### Text block
_____

The present study proposes that Terrisporobacter is a high-risk GM for the development of DLBCL and has the potential to be a specific marker or therapeutic target. Terrisporobacter is an anaerobic fungus that is frequently detected in postoperative patients suffering from comorbidities, such as abscesses and bloodstream infections [36], and is positively correlated with the risk of sepsis [37]. Furthermore, invasive fungal disease (IFD) represents a significant cause of morbidity and mortality in patients with hematologic malignancies.

Our study is the first to propose cyanobacteria as a high-risk GM for FL, and a study has suggested a possible carcinogenic pathway of cyanobacteria associated with colorectal cancer. Cyanobacteria produce a harmful secondary metabolite, microcystin-LR (MC-LR). MC-LR activates the PI3-K/AKT signaling pathway, leading to epithelial-mesenchymal transition, and regulates the expression of miR-221/PTEN and STAT3 signaling pathways, which promotes invasion and metastasis of CRC cells [38]. In addition, some epidemiologic studies have shown that long-term exposure to MC-LR increases the incidence of several cancers, including hepatocellular carcinoma [39] and CRC [40], and may lead to cancer progression [41]. Therefore, studies are needed to explore the mechanisms.

_____

### Information
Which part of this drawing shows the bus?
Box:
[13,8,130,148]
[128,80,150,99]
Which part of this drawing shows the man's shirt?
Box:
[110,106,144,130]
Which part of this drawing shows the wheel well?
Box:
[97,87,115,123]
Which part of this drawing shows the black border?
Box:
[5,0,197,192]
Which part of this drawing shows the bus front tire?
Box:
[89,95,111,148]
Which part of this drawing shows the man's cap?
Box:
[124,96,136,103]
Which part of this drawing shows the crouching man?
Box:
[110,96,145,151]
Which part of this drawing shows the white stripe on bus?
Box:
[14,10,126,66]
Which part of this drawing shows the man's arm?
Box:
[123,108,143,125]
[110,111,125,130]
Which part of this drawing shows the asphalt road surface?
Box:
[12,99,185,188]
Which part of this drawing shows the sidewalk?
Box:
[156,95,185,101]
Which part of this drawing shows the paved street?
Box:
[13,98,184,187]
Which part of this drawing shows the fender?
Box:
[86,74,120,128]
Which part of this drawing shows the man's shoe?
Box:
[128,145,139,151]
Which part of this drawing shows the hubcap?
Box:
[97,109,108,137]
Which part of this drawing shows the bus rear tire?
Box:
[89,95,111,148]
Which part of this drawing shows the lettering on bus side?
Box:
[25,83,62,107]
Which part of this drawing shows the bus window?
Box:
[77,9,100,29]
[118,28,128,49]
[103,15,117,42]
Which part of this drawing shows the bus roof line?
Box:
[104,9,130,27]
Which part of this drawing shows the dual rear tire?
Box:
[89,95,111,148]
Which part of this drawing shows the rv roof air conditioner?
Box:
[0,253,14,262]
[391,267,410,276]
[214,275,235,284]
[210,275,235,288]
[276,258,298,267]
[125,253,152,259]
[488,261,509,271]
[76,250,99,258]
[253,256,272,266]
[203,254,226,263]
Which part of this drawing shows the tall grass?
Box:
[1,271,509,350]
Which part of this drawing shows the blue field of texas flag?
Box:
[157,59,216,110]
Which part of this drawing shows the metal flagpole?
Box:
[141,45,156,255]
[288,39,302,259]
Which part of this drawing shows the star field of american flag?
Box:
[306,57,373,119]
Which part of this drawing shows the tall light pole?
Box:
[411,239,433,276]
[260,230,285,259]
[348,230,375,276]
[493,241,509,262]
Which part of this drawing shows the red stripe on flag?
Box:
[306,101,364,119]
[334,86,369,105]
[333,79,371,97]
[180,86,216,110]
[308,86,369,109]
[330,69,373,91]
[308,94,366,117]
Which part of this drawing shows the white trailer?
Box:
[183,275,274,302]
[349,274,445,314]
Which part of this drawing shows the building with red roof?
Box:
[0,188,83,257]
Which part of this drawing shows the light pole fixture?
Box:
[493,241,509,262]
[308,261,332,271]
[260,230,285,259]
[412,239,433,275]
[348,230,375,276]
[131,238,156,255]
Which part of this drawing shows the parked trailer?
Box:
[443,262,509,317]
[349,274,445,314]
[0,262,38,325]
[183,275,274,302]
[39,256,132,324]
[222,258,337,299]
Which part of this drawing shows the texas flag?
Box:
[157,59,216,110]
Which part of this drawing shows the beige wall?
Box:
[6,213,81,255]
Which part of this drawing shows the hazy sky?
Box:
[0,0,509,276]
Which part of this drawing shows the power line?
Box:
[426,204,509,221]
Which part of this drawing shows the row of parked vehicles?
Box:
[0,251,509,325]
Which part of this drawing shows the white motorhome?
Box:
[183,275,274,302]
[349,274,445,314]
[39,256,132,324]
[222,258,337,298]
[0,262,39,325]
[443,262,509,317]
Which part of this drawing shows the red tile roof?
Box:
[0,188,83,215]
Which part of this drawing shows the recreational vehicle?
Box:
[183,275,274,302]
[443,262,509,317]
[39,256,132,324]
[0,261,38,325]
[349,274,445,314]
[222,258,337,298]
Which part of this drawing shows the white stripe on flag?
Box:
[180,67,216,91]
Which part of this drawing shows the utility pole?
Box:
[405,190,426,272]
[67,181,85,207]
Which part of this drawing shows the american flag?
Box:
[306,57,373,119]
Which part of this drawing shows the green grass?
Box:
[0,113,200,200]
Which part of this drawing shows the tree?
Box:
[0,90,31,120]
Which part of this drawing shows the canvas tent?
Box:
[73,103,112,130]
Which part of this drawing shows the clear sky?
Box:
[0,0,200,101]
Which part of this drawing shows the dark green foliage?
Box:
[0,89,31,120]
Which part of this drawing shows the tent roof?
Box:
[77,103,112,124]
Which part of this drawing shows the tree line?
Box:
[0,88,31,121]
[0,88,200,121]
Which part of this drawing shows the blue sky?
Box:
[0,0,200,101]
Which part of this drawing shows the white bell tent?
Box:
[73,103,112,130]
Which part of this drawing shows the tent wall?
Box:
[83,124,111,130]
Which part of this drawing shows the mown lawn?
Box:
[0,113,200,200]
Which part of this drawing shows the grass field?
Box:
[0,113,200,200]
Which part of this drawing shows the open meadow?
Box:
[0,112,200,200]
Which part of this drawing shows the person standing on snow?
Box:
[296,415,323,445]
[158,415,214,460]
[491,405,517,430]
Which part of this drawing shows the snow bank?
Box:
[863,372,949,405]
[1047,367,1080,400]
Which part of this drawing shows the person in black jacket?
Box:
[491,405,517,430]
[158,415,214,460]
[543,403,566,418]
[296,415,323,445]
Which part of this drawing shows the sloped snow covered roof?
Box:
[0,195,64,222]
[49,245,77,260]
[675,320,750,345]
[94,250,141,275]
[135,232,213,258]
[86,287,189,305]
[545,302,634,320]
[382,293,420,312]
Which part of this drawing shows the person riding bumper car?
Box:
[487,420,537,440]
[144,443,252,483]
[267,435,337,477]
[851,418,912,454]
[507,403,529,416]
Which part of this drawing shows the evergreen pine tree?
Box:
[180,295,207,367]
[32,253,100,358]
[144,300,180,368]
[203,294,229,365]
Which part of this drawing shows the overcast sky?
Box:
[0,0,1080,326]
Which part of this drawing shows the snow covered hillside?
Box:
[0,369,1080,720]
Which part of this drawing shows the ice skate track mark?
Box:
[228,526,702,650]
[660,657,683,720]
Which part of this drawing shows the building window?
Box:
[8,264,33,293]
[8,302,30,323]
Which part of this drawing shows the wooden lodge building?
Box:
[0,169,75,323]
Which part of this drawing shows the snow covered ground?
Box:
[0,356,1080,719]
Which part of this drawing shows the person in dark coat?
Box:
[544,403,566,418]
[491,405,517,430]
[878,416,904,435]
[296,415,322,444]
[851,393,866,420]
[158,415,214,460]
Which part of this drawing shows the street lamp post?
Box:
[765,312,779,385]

_____

### Exercise goal
Could you transcribe the entire text about gut microbes and lymphoma risk word for word? Rely on the text about gut microbes and lymphoma risk alone.

### Exercise output
The present study proposes that Terrisporobacter is a high-risk GM for the development of DLBCL and has the potential to be a specific marker or therapeutic target. Terrisporobacter is an anaerobic fungus that is frequently detected in postoperative patients suffering from comorbidities, such as abscesses and bloodstream infections [36], and is positively correlated with the risk of sepsis [37]. Furthermore, invasive fungal disease (IFD) represents a significant cause of morbidity and mortality in patients with hematologic malignancies.

Our study is the first to propose cyanobacteria as a high-risk GM for FL, and a study has suggested a possible carcinogenic pathway of cyanobacteria associated with colorectal cancer. Cyanobacteria produce a harmful secondary metabolite, microcystin-LR (MC-LR). MC-LR activates the PI3-K/AKT signaling pathway, leading to epithelial-mesenchymal transition, and regulates the expression of miR-221/PTEN and STAT3 signaling pathways, which promotes invasion and metastasis of CRC cells [38]. In addition, some epidemiologic studies have shown that long-term exposure to MC-LR increases the incidence of several cancers, including hepatocellular carcinoma [39] and CRC [40], and may lead to cancer progression [41]. Therefore, studies are needed to explore the mechanisms.